■ **Source text**
# SNS Sentiment Analysis

Analyze social media texts and measure potential inflammatory / offensive language.

# Data Pre-processing

From the selected datasets, extract the text and labels from all of them, then combine into one large CSV dataset.

(Install NLTK data if not already installed).

In [6]:
import nltk, os

# Run this if you are locally accessing the NLTK data
nltk.data.path.append('./nltk_data/')
if not os.path.exists('./nltk_data'):
    nltk.download('punkt', download_dir='./nltk_data/')
    nltk.download('stopwords', download_dir='./nltk_data/')
    nltk.download('words', download_dir='./nltk_data/')
    nltk.download('brown', download_dir='./nltk_data/')

In [2]:
hate_speech_dataset_path = "./datasets/hate_speech_detect/HateSpeechDatasetBalanced.csv"
malignant_dataset_path = "./datasets/malignant/train.csv"

In [3]:
import pandas as pd
# Process malignant train data
m_train_df = pd.read_csv(malignant_dataset_path)
m_train_df_no_id = m_train_df.drop(columns=m_train_df.columns[0])

■ **Entries provided**
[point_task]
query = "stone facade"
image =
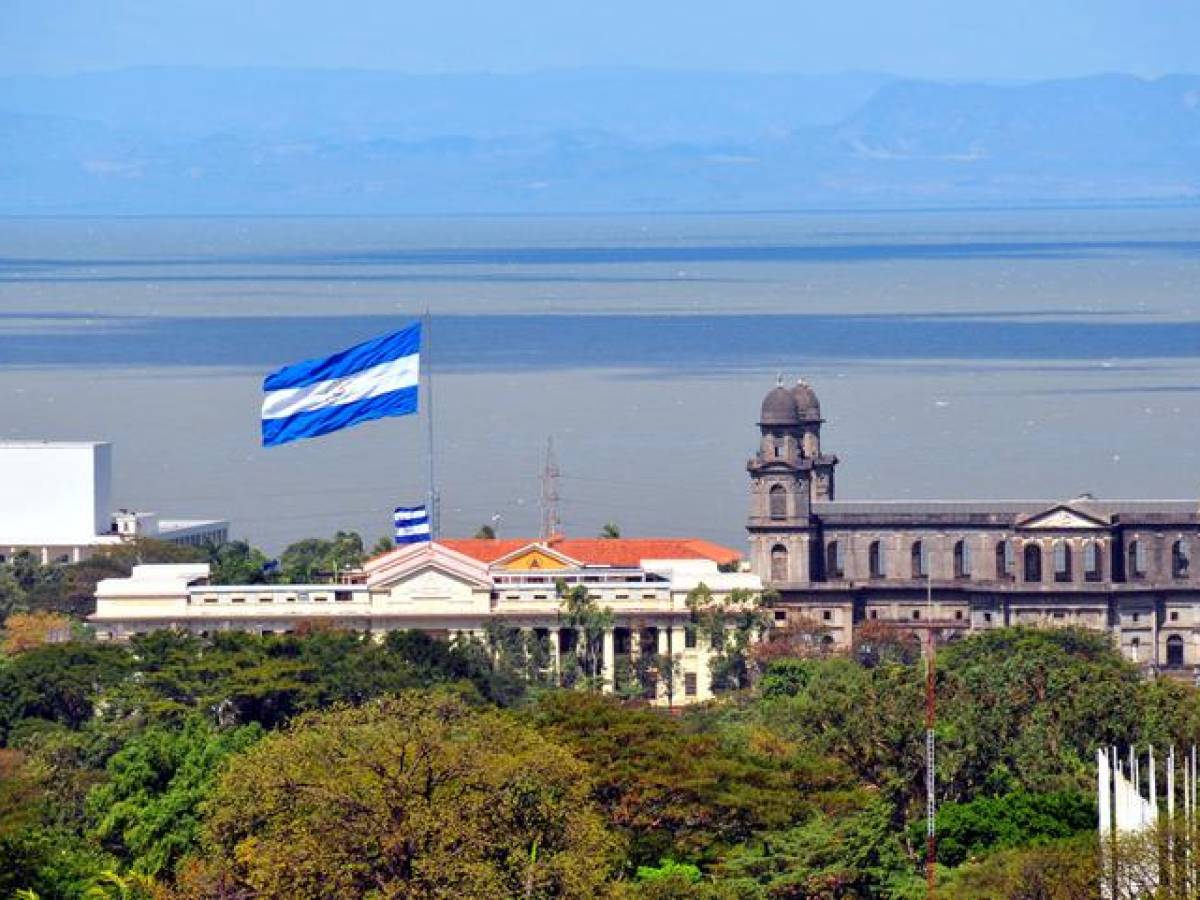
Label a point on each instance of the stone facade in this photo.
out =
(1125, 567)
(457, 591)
==
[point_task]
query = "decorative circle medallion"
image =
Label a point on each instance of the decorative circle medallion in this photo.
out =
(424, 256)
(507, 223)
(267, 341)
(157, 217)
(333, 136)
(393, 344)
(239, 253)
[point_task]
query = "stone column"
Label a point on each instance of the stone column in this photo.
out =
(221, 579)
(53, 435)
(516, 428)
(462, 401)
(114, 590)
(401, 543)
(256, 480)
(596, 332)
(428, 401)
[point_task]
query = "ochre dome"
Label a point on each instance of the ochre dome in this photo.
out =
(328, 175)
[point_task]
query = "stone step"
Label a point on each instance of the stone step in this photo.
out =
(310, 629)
---
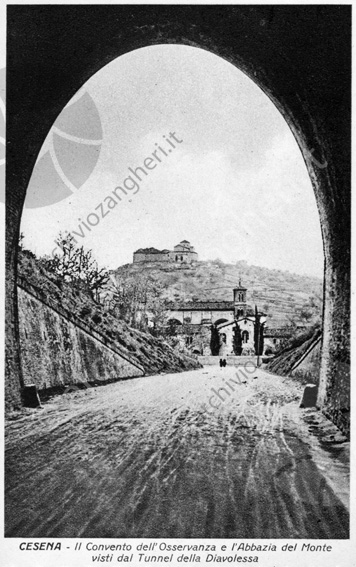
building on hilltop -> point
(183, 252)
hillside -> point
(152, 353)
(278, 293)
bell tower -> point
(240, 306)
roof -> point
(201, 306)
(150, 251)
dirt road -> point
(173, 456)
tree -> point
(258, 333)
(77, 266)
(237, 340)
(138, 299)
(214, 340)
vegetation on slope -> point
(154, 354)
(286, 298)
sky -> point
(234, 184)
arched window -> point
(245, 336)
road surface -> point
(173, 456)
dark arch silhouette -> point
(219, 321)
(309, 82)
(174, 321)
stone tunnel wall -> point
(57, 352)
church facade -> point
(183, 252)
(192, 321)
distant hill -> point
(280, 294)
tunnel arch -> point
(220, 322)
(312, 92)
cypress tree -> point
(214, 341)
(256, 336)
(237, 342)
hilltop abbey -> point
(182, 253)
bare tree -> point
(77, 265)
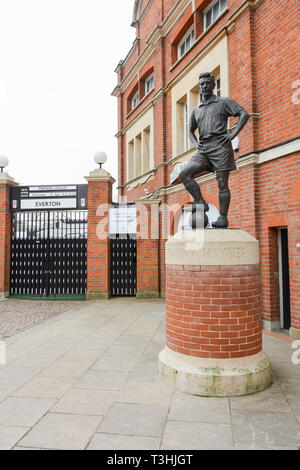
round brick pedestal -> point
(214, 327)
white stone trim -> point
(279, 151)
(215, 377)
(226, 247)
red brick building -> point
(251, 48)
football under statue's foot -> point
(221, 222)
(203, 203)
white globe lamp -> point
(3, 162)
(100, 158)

■ **Written instruction**
Answer these from the SNS sentiment analysis text:
1. What kind of language does the project aim to measure in social media texts?
2. Which four NLTK packages does the code download?
3. What file path is assigned to the malignant dataset?
The rows come from a separate source.

■ **Problem solution**
1. Potential inflammatory / offensive language.
2. punkt, stopwords, words and brown.
3. ./datasets/malignant/train.csv